Give back every entry, copied exactly.

────────

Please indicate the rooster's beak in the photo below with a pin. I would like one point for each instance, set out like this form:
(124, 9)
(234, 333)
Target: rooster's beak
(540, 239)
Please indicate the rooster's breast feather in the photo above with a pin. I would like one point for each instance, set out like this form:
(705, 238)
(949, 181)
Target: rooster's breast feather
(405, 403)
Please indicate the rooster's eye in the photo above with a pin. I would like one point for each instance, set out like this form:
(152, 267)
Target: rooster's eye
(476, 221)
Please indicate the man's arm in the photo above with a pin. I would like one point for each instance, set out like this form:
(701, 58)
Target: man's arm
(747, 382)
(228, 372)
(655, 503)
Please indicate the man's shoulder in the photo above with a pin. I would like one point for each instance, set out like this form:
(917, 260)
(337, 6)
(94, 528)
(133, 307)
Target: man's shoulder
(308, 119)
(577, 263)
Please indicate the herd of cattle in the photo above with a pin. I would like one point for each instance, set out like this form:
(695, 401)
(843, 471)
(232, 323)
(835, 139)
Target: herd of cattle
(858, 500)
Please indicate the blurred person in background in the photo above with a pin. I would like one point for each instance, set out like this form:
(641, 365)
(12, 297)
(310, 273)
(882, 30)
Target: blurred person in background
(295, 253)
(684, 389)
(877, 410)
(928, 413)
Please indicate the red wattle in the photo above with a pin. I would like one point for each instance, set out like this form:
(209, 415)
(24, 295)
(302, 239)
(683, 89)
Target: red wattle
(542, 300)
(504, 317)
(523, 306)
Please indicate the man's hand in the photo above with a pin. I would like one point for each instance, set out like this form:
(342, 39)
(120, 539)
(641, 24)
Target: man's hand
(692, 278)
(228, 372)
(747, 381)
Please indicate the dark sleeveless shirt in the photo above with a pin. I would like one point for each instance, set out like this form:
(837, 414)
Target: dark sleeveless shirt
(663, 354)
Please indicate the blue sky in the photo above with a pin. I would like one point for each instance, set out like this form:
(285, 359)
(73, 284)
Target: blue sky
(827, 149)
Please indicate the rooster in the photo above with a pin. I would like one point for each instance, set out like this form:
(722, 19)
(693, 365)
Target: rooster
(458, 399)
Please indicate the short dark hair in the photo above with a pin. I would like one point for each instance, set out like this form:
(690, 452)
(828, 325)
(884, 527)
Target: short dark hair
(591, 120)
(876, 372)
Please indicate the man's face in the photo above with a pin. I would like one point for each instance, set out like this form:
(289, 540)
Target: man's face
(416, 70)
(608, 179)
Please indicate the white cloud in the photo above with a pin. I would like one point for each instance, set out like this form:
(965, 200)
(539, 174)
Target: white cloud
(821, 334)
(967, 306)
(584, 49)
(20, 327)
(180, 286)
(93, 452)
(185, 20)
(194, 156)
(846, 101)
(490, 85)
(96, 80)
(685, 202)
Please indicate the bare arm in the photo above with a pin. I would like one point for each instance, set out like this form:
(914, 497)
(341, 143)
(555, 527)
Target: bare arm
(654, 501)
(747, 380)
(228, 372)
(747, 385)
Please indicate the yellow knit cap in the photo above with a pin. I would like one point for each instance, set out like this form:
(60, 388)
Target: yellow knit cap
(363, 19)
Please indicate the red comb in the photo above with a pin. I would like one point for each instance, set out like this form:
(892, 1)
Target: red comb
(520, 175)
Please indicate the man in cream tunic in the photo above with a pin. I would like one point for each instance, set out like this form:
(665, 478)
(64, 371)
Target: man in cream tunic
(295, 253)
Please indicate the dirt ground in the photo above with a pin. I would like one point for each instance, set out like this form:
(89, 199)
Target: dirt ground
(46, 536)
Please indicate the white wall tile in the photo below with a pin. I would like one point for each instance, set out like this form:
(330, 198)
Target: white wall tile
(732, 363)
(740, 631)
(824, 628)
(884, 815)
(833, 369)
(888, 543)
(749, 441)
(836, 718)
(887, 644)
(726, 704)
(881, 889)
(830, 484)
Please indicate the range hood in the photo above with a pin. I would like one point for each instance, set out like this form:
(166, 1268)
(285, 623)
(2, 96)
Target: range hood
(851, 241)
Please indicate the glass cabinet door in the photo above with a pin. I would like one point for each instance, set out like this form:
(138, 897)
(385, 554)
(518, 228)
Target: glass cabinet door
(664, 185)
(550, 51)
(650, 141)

────────

RESULT FOR THIS EXERCISE:
Please indicate the rooster's beak in the photo below with a pin. I would like one point for each instance, set out like this form:
(124, 9)
(234, 333)
Target: rooster's beak
(540, 239)
Please indicate the rooster's breast feather in the photo above with a pin. I would like one point for each instance, set out like this form:
(705, 238)
(949, 181)
Target: rooster's breast feather
(405, 403)
Please indicate the rooster's eye in the photo above with a pin. I would like one point for each instance, set out like this form:
(152, 267)
Target: rooster's eye
(476, 221)
Please indicate the man's arm in the photo above with a pin. I would like one point for each instance, set out like this form:
(701, 58)
Target: man's arm
(747, 382)
(228, 372)
(655, 503)
Please indicate the man's shoulder in the photo above with a pin. I would like one point for each instance, set out like this form:
(917, 260)
(337, 6)
(94, 528)
(133, 307)
Target: man's shoulder
(308, 119)
(577, 263)
Please indicate the herd of cattle in the photo above with a pin. I would like one point for each instance, set out like this form:
(695, 401)
(843, 471)
(232, 323)
(835, 139)
Target: herd of cattle
(858, 500)
Please indicate the blurred person in background in the photo above with a pin. I would like one point for each instance, set out like this form:
(641, 365)
(12, 297)
(310, 273)
(882, 30)
Target: blurred person in background
(295, 253)
(684, 389)
(877, 410)
(928, 413)
Please indicate the red wattle in the photo above with a pin. I would like one point for each instance, set out like this form:
(209, 415)
(24, 295)
(302, 239)
(683, 89)
Target: red wattle
(542, 300)
(504, 317)
(523, 306)
Please indicate the man's hand in the photo above with a pin. I would like one point for each instance, set out like this form:
(342, 39)
(120, 539)
(641, 24)
Target: man's hand
(692, 278)
(228, 372)
(747, 381)
Please indicate the dark sleeveless shirt in the photo above with a pin. I would like one point for each instance, set out like this form:
(837, 414)
Target: dark sleeveless shirt
(663, 354)
Please indicate the blue sky in the photo above with a pin. I would like one point for each instance, set out like this form:
(285, 359)
(73, 284)
Target: blue sky
(827, 149)
Please indicate the rooster in the photo above with a pin. I would like one point for each instance, set out like this form:
(722, 19)
(693, 365)
Target: rooster
(458, 399)
Please indicate the short dark hair in the photo above with a pin. I would like one point for each instance, set out like this form:
(690, 452)
(828, 325)
(884, 527)
Target: short dark hair
(591, 120)
(876, 372)
Please indicate the man's face in the photo above with a pin. I would like one point for each instance, set out like this form:
(289, 540)
Target: man's face
(416, 70)
(608, 179)
Please indicate the white cloud in the photo above with a pin. I would like one point for each instance, set out like this form:
(965, 200)
(539, 174)
Target: white cloud
(821, 334)
(967, 306)
(584, 49)
(20, 327)
(180, 286)
(93, 452)
(185, 20)
(194, 156)
(846, 101)
(490, 85)
(96, 80)
(685, 202)
Please indicate the bare arm in the photo above with a pin. I would like one point for each instance, set out like this form:
(914, 497)
(341, 143)
(555, 527)
Target: bare arm
(654, 501)
(747, 380)
(228, 372)
(747, 385)
Please indicate the yellow knit cap in the photo above with a pin. I would like one point for each instance, set out like this form:
(60, 388)
Target: yellow knit cap
(363, 19)
Please indicate the red comb in the photo above with a pin. I would like one point for each instance, set out like this form:
(892, 1)
Target: red comb
(520, 175)
Please indicate the man in cream tunic in the photo above with a pin. I would like one point for each instance, set out like this form:
(665, 478)
(64, 371)
Target: man in cream tunic
(295, 253)
Please indicate the dirt ground in the photo above with a pin. I would like one point for each instance, set out like this form:
(89, 199)
Target: dirt ground
(46, 536)
Please indicate the white wall tile in the photo below with a pin. I would like one point for each instance, set out like this form:
(330, 198)
Target: white wall tile
(732, 363)
(740, 631)
(824, 628)
(884, 815)
(833, 369)
(888, 543)
(749, 441)
(836, 718)
(887, 644)
(726, 704)
(881, 889)
(830, 484)
Please indicate the range hood in the photo above with a pin. I would like one point for each instance, set out like this form:
(166, 1268)
(285, 623)
(2, 96)
Target: range hood
(851, 241)
Please indicate the glass cabinet door in the photo above with a pin. I would like one point for each instance, set out like this form:
(138, 897)
(385, 554)
(518, 228)
Target: glass cabinet door
(664, 185)
(550, 51)
(650, 141)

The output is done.